• WHAT THE TASK ASKS:
Please collect every line of the records below that contains the string "black". Case matters.

• INPUT MATERIAL:
------------------------------------

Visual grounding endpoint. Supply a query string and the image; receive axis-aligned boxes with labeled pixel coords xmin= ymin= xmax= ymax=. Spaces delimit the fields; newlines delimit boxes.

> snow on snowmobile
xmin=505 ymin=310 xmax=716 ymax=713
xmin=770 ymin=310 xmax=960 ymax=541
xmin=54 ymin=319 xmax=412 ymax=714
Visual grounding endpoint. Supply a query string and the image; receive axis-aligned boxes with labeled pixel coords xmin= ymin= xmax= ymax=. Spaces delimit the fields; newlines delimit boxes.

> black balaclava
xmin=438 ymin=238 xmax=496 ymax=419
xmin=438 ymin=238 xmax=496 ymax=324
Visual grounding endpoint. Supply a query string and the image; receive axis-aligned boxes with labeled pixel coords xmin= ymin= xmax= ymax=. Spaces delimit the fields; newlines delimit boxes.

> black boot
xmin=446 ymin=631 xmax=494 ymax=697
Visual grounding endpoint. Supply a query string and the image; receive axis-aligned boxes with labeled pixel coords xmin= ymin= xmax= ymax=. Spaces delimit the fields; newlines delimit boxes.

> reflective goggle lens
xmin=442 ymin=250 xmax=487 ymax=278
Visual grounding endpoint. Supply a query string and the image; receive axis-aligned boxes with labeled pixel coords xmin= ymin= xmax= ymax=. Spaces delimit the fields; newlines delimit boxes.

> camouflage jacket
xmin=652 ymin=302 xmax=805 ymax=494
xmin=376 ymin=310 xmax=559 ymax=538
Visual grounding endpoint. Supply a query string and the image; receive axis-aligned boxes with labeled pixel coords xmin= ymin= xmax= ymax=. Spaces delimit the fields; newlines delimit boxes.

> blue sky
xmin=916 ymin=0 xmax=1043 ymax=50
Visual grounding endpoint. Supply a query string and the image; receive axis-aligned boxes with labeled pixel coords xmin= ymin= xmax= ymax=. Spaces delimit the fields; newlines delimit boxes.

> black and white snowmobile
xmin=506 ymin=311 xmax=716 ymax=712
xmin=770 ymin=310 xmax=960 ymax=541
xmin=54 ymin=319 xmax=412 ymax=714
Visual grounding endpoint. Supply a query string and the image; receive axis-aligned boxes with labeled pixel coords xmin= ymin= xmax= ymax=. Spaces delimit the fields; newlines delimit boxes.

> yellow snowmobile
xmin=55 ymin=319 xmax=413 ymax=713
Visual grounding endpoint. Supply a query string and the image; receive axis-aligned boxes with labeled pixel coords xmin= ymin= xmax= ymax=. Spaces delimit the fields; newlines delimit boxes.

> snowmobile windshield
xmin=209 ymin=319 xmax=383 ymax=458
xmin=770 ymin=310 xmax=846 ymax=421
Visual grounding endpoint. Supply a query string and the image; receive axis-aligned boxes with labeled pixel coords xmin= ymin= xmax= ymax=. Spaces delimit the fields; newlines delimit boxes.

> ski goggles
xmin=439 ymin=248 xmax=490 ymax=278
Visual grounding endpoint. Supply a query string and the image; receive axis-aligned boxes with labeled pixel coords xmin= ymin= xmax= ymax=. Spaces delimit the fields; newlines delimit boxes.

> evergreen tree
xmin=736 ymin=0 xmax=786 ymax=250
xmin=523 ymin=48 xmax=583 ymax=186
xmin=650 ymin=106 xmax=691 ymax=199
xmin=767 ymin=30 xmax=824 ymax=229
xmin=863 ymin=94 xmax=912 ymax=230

------------------------------------

• OUTPUT BELOW:
> black balaclava
> black boot
> black and white snowmobile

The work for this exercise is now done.